## What you should do
Starting with the line that contains "AR overlay engine: identify the headlight", copy every line through the end of the data below, exactly and with nothing added.

(Detection examples)
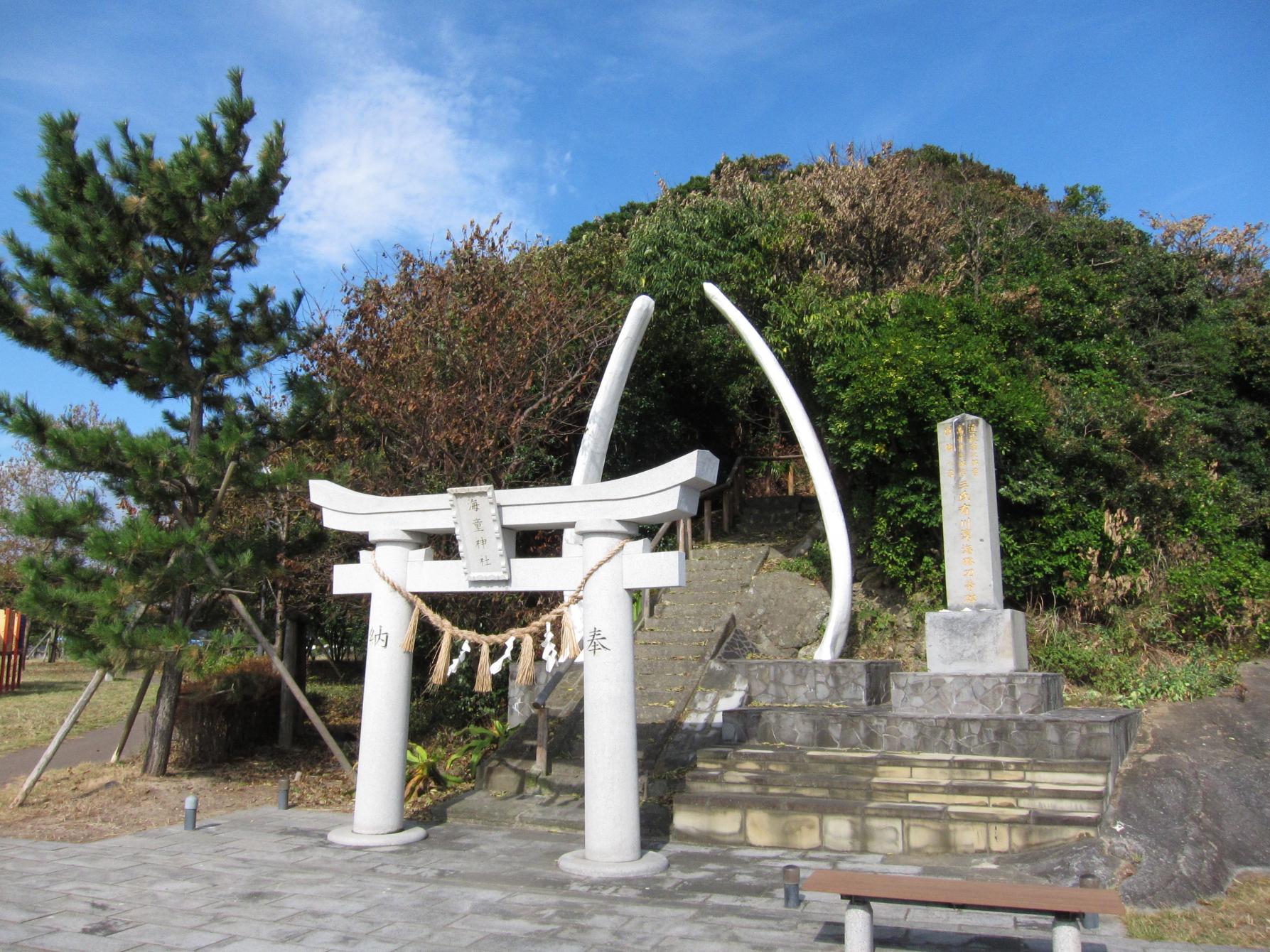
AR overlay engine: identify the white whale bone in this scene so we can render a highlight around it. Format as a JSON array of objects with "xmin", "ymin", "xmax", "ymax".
[{"xmin": 701, "ymin": 282, "xmax": 852, "ymax": 661}]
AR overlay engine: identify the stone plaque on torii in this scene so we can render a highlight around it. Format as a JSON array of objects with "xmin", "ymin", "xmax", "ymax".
[{"xmin": 310, "ymin": 450, "xmax": 719, "ymax": 876}]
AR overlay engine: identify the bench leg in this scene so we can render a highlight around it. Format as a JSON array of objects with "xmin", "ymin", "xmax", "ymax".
[
  {"xmin": 844, "ymin": 899, "xmax": 873, "ymax": 952},
  {"xmin": 1053, "ymin": 915, "xmax": 1081, "ymax": 952}
]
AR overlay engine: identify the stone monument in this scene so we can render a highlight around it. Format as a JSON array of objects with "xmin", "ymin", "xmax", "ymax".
[{"xmin": 891, "ymin": 413, "xmax": 1063, "ymax": 715}]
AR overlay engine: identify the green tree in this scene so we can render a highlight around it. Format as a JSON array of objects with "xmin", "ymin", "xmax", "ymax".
[{"xmin": 0, "ymin": 70, "xmax": 306, "ymax": 774}]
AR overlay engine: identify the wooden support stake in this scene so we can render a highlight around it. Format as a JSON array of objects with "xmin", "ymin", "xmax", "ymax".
[
  {"xmin": 534, "ymin": 707, "xmax": 547, "ymax": 776},
  {"xmin": 110, "ymin": 668, "xmax": 155, "ymax": 764},
  {"xmin": 207, "ymin": 578, "xmax": 357, "ymax": 783},
  {"xmin": 9, "ymin": 668, "xmax": 105, "ymax": 807}
]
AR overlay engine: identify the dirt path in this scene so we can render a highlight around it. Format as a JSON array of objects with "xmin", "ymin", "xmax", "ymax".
[{"xmin": 0, "ymin": 723, "xmax": 146, "ymax": 787}]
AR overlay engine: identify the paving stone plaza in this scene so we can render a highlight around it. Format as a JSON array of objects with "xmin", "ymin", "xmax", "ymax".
[{"xmin": 0, "ymin": 808, "xmax": 1244, "ymax": 952}]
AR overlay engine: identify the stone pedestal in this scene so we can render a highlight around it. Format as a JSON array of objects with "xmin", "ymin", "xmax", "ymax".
[
  {"xmin": 559, "ymin": 519, "xmax": 667, "ymax": 878},
  {"xmin": 326, "ymin": 531, "xmax": 428, "ymax": 847},
  {"xmin": 926, "ymin": 608, "xmax": 1028, "ymax": 674}
]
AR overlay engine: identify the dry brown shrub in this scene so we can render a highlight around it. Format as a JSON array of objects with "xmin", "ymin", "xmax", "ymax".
[
  {"xmin": 786, "ymin": 142, "xmax": 957, "ymax": 295},
  {"xmin": 310, "ymin": 221, "xmax": 620, "ymax": 494}
]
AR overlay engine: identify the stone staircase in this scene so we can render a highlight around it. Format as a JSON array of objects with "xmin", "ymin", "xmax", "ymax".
[{"xmin": 673, "ymin": 660, "xmax": 1139, "ymax": 854}]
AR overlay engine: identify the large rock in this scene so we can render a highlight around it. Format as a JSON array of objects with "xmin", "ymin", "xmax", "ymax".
[{"xmin": 733, "ymin": 568, "xmax": 829, "ymax": 657}]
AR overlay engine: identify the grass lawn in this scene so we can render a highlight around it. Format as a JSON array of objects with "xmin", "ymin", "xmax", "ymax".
[
  {"xmin": 1124, "ymin": 875, "xmax": 1270, "ymax": 948},
  {"xmin": 0, "ymin": 660, "xmax": 158, "ymax": 754}
]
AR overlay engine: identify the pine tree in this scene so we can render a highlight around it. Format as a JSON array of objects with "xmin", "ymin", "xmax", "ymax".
[{"xmin": 0, "ymin": 70, "xmax": 306, "ymax": 774}]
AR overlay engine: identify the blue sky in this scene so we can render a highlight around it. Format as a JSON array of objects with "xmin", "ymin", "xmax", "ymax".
[{"xmin": 0, "ymin": 0, "xmax": 1270, "ymax": 449}]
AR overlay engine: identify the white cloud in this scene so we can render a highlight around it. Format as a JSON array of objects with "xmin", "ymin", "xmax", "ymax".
[{"xmin": 281, "ymin": 8, "xmax": 534, "ymax": 266}]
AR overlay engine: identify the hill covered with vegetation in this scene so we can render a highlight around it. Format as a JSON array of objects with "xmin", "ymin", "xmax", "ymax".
[{"xmin": 311, "ymin": 146, "xmax": 1270, "ymax": 699}]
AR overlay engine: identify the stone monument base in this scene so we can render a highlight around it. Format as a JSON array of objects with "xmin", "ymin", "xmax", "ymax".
[
  {"xmin": 890, "ymin": 671, "xmax": 1063, "ymax": 716},
  {"xmin": 926, "ymin": 608, "xmax": 1028, "ymax": 674}
]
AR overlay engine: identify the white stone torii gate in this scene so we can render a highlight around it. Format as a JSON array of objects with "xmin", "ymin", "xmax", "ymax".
[{"xmin": 308, "ymin": 450, "xmax": 719, "ymax": 877}]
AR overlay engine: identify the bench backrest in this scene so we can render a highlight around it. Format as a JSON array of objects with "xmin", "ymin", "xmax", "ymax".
[{"xmin": 802, "ymin": 870, "xmax": 1125, "ymax": 915}]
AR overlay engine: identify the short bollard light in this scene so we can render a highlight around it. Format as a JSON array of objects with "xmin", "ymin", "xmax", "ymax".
[
  {"xmin": 782, "ymin": 863, "xmax": 802, "ymax": 909},
  {"xmin": 1077, "ymin": 873, "xmax": 1102, "ymax": 929}
]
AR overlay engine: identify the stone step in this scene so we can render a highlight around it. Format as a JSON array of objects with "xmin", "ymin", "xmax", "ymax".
[
  {"xmin": 635, "ymin": 654, "xmax": 701, "ymax": 681},
  {"xmin": 444, "ymin": 789, "xmax": 586, "ymax": 833},
  {"xmin": 635, "ymin": 644, "xmax": 707, "ymax": 665},
  {"xmin": 478, "ymin": 757, "xmax": 583, "ymax": 797},
  {"xmin": 723, "ymin": 705, "xmax": 1142, "ymax": 777},
  {"xmin": 684, "ymin": 769, "xmax": 1106, "ymax": 812},
  {"xmin": 728, "ymin": 659, "xmax": 899, "ymax": 705},
  {"xmin": 696, "ymin": 745, "xmax": 1109, "ymax": 789},
  {"xmin": 672, "ymin": 792, "xmax": 1101, "ymax": 854},
  {"xmin": 635, "ymin": 665, "xmax": 697, "ymax": 697},
  {"xmin": 640, "ymin": 615, "xmax": 724, "ymax": 641},
  {"xmin": 654, "ymin": 594, "xmax": 748, "ymax": 607}
]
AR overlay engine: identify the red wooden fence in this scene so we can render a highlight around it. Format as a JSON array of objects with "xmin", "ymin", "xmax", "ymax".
[{"xmin": 0, "ymin": 608, "xmax": 27, "ymax": 694}]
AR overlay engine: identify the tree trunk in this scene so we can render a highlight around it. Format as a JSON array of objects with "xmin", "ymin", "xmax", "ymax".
[
  {"xmin": 110, "ymin": 668, "xmax": 155, "ymax": 764},
  {"xmin": 142, "ymin": 651, "xmax": 182, "ymax": 777},
  {"xmin": 213, "ymin": 586, "xmax": 357, "ymax": 783},
  {"xmin": 278, "ymin": 618, "xmax": 300, "ymax": 750},
  {"xmin": 9, "ymin": 668, "xmax": 105, "ymax": 807}
]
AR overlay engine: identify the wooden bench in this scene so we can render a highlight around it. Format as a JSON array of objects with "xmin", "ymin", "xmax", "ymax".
[{"xmin": 802, "ymin": 870, "xmax": 1125, "ymax": 952}]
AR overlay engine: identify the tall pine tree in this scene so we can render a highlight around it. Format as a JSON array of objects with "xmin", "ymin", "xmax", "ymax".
[{"xmin": 0, "ymin": 70, "xmax": 306, "ymax": 774}]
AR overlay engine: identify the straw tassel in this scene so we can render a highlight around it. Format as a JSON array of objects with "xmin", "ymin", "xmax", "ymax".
[
  {"xmin": 402, "ymin": 598, "xmax": 419, "ymax": 651},
  {"xmin": 516, "ymin": 634, "xmax": 534, "ymax": 687},
  {"xmin": 476, "ymin": 641, "xmax": 494, "ymax": 694},
  {"xmin": 429, "ymin": 631, "xmax": 453, "ymax": 684},
  {"xmin": 560, "ymin": 608, "xmax": 581, "ymax": 659}
]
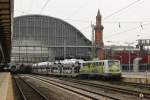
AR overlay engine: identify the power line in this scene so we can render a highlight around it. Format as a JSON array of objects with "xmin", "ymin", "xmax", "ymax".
[
  {"xmin": 67, "ymin": 1, "xmax": 88, "ymax": 18},
  {"xmin": 104, "ymin": 0, "xmax": 141, "ymax": 20},
  {"xmin": 106, "ymin": 23, "xmax": 150, "ymax": 38},
  {"xmin": 40, "ymin": 0, "xmax": 51, "ymax": 14}
]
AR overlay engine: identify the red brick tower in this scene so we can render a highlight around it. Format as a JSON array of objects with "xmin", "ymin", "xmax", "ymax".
[{"xmin": 95, "ymin": 10, "xmax": 104, "ymax": 60}]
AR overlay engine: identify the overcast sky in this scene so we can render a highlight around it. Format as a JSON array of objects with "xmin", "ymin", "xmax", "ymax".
[{"xmin": 14, "ymin": 0, "xmax": 150, "ymax": 45}]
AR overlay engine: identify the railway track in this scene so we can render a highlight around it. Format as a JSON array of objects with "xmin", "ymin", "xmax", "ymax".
[
  {"xmin": 23, "ymin": 75, "xmax": 121, "ymax": 100},
  {"xmin": 13, "ymin": 75, "xmax": 48, "ymax": 100},
  {"xmin": 27, "ymin": 76, "xmax": 150, "ymax": 99},
  {"xmin": 62, "ymin": 79, "xmax": 150, "ymax": 99}
]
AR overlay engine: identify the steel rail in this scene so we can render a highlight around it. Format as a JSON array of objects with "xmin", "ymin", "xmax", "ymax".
[
  {"xmin": 26, "ymin": 75, "xmax": 121, "ymax": 100},
  {"xmin": 14, "ymin": 75, "xmax": 49, "ymax": 100}
]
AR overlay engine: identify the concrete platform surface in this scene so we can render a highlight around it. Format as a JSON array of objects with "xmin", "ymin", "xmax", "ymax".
[
  {"xmin": 122, "ymin": 72, "xmax": 150, "ymax": 84},
  {"xmin": 0, "ymin": 72, "xmax": 13, "ymax": 100}
]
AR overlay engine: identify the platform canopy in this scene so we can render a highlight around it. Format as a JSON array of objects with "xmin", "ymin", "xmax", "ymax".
[{"xmin": 0, "ymin": 0, "xmax": 14, "ymax": 63}]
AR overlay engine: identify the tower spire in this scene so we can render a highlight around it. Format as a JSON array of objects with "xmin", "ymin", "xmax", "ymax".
[{"xmin": 97, "ymin": 9, "xmax": 101, "ymax": 16}]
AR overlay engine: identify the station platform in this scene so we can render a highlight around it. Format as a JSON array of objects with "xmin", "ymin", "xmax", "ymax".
[
  {"xmin": 0, "ymin": 72, "xmax": 14, "ymax": 100},
  {"xmin": 122, "ymin": 72, "xmax": 150, "ymax": 84}
]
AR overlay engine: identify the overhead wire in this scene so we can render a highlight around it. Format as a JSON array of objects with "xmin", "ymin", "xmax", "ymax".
[
  {"xmin": 104, "ymin": 0, "xmax": 141, "ymax": 20},
  {"xmin": 106, "ymin": 23, "xmax": 150, "ymax": 38}
]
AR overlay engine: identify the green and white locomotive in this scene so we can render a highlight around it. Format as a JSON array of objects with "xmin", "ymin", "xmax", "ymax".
[
  {"xmin": 32, "ymin": 59, "xmax": 121, "ymax": 78},
  {"xmin": 79, "ymin": 60, "xmax": 121, "ymax": 78}
]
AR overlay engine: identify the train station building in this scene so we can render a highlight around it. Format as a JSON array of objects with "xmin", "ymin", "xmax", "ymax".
[{"xmin": 11, "ymin": 15, "xmax": 91, "ymax": 63}]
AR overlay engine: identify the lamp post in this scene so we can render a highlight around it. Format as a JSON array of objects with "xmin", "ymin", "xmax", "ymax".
[{"xmin": 125, "ymin": 42, "xmax": 136, "ymax": 72}]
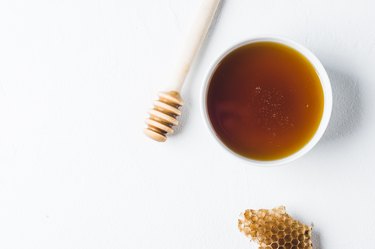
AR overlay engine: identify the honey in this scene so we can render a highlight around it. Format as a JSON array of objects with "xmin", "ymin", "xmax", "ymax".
[{"xmin": 206, "ymin": 42, "xmax": 324, "ymax": 161}]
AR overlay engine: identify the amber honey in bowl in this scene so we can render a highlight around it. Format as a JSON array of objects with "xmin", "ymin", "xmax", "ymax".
[{"xmin": 206, "ymin": 41, "xmax": 324, "ymax": 161}]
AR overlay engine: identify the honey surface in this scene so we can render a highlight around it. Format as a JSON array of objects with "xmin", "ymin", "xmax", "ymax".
[{"xmin": 207, "ymin": 42, "xmax": 324, "ymax": 161}]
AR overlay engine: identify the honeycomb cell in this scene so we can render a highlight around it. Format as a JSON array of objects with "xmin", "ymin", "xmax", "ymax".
[{"xmin": 238, "ymin": 207, "xmax": 312, "ymax": 249}]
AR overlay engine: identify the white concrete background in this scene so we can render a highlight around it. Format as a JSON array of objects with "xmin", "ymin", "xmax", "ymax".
[{"xmin": 0, "ymin": 0, "xmax": 375, "ymax": 249}]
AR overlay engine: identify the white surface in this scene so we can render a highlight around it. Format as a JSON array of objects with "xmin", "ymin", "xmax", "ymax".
[{"xmin": 0, "ymin": 0, "xmax": 375, "ymax": 249}]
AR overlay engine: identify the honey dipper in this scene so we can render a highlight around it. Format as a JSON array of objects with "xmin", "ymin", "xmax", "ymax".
[{"xmin": 144, "ymin": 0, "xmax": 220, "ymax": 142}]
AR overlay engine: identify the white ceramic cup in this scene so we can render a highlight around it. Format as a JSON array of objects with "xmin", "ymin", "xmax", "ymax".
[{"xmin": 201, "ymin": 36, "xmax": 332, "ymax": 166}]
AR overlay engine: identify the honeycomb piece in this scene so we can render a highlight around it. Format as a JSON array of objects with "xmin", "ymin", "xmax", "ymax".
[{"xmin": 238, "ymin": 206, "xmax": 313, "ymax": 249}]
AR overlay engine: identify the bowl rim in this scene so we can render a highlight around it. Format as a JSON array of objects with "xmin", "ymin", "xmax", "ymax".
[{"xmin": 200, "ymin": 35, "xmax": 333, "ymax": 166}]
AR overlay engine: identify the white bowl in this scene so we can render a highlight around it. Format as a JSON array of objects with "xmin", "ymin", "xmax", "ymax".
[{"xmin": 202, "ymin": 36, "xmax": 332, "ymax": 166}]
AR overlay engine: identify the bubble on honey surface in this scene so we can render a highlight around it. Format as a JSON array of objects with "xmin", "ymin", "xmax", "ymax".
[{"xmin": 238, "ymin": 206, "xmax": 313, "ymax": 249}]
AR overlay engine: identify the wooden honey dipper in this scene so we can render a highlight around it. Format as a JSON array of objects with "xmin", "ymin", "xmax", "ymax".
[{"xmin": 144, "ymin": 0, "xmax": 220, "ymax": 142}]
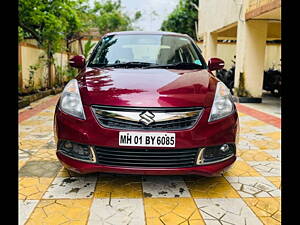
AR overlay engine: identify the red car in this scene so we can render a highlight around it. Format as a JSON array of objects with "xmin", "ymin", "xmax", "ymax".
[{"xmin": 54, "ymin": 32, "xmax": 239, "ymax": 176}]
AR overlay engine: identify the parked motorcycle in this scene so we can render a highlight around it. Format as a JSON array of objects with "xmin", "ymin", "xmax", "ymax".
[
  {"xmin": 263, "ymin": 67, "xmax": 282, "ymax": 97},
  {"xmin": 216, "ymin": 60, "xmax": 235, "ymax": 95}
]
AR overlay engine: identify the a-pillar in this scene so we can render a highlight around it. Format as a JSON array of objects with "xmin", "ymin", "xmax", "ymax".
[
  {"xmin": 234, "ymin": 20, "xmax": 268, "ymax": 102},
  {"xmin": 203, "ymin": 33, "xmax": 218, "ymax": 60}
]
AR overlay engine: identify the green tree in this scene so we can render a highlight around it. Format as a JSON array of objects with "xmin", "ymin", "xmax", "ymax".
[
  {"xmin": 18, "ymin": 0, "xmax": 87, "ymax": 87},
  {"xmin": 83, "ymin": 38, "xmax": 96, "ymax": 59},
  {"xmin": 161, "ymin": 0, "xmax": 199, "ymax": 39},
  {"xmin": 90, "ymin": 0, "xmax": 142, "ymax": 34}
]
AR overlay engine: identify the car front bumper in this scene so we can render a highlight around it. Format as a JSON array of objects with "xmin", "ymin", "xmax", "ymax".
[{"xmin": 54, "ymin": 103, "xmax": 239, "ymax": 176}]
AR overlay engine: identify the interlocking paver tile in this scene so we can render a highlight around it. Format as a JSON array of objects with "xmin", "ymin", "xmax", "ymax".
[
  {"xmin": 264, "ymin": 150, "xmax": 281, "ymax": 160},
  {"xmin": 19, "ymin": 177, "xmax": 53, "ymax": 200},
  {"xmin": 19, "ymin": 149, "xmax": 38, "ymax": 161},
  {"xmin": 57, "ymin": 167, "xmax": 82, "ymax": 177},
  {"xmin": 250, "ymin": 140, "xmax": 281, "ymax": 150},
  {"xmin": 19, "ymin": 139, "xmax": 47, "ymax": 151},
  {"xmin": 19, "ymin": 200, "xmax": 38, "ymax": 225},
  {"xmin": 185, "ymin": 176, "xmax": 239, "ymax": 198},
  {"xmin": 237, "ymin": 150, "xmax": 276, "ymax": 161},
  {"xmin": 264, "ymin": 131, "xmax": 281, "ymax": 141},
  {"xmin": 266, "ymin": 177, "xmax": 281, "ymax": 189},
  {"xmin": 241, "ymin": 120, "xmax": 267, "ymax": 127},
  {"xmin": 21, "ymin": 119, "xmax": 46, "ymax": 126},
  {"xmin": 142, "ymin": 176, "xmax": 190, "ymax": 198},
  {"xmin": 26, "ymin": 199, "xmax": 91, "ymax": 225},
  {"xmin": 94, "ymin": 174, "xmax": 142, "ymax": 198},
  {"xmin": 144, "ymin": 198, "xmax": 205, "ymax": 225},
  {"xmin": 88, "ymin": 198, "xmax": 145, "ymax": 225},
  {"xmin": 225, "ymin": 177, "xmax": 280, "ymax": 198},
  {"xmin": 23, "ymin": 131, "xmax": 53, "ymax": 140},
  {"xmin": 29, "ymin": 149, "xmax": 57, "ymax": 161},
  {"xmin": 19, "ymin": 94, "xmax": 281, "ymax": 225},
  {"xmin": 224, "ymin": 160, "xmax": 259, "ymax": 177},
  {"xmin": 43, "ymin": 176, "xmax": 97, "ymax": 199},
  {"xmin": 195, "ymin": 198, "xmax": 262, "ymax": 225},
  {"xmin": 244, "ymin": 198, "xmax": 281, "ymax": 225},
  {"xmin": 32, "ymin": 125, "xmax": 53, "ymax": 133},
  {"xmin": 237, "ymin": 138, "xmax": 259, "ymax": 150},
  {"xmin": 18, "ymin": 123, "xmax": 35, "ymax": 134},
  {"xmin": 19, "ymin": 161, "xmax": 62, "ymax": 177},
  {"xmin": 248, "ymin": 161, "xmax": 281, "ymax": 177},
  {"xmin": 239, "ymin": 115, "xmax": 257, "ymax": 123}
]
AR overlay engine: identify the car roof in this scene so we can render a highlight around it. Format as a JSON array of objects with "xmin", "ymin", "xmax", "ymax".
[{"xmin": 104, "ymin": 31, "xmax": 189, "ymax": 37}]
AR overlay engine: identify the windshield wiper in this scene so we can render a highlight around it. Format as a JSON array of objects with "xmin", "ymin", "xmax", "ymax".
[
  {"xmin": 146, "ymin": 62, "xmax": 203, "ymax": 69},
  {"xmin": 90, "ymin": 62, "xmax": 155, "ymax": 67}
]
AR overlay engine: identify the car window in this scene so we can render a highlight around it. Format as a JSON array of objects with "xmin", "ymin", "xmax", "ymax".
[{"xmin": 89, "ymin": 35, "xmax": 206, "ymax": 66}]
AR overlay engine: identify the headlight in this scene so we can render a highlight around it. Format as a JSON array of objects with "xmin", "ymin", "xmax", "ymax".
[
  {"xmin": 208, "ymin": 82, "xmax": 234, "ymax": 122},
  {"xmin": 59, "ymin": 79, "xmax": 85, "ymax": 120}
]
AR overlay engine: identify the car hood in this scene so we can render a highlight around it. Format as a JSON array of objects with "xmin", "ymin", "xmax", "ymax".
[{"xmin": 77, "ymin": 68, "xmax": 218, "ymax": 107}]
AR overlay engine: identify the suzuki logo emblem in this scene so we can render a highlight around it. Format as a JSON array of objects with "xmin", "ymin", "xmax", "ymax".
[{"xmin": 140, "ymin": 111, "xmax": 155, "ymax": 126}]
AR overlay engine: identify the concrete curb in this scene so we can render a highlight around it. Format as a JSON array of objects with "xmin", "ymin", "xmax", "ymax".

## Output for this exercise
AR overlay engine: identify the headlight in this scene so we can render a highlight around it. Format as a JSON array of objects with "xmin", "ymin", "xmax", "ymax".
[
  {"xmin": 208, "ymin": 82, "xmax": 234, "ymax": 122},
  {"xmin": 59, "ymin": 79, "xmax": 85, "ymax": 120}
]
AR overlay engine: identify the car hood in this scene so we can render a highlight around it. Format as a JSON array of objects with "xmin", "ymin", "xmax", "ymax".
[{"xmin": 77, "ymin": 68, "xmax": 218, "ymax": 107}]
AR overlay engine: identify the suzuki logo emblem in this scene so we can render a highlight around it. Format as a JSON array of objects with "xmin", "ymin", "xmax", "ymax".
[{"xmin": 140, "ymin": 111, "xmax": 155, "ymax": 126}]
AR overlay engine: identify the concrete curb in this scene so we can render a highlight around it. Format as a JSON array of objects with "xmin", "ymin", "xmax", "ymax".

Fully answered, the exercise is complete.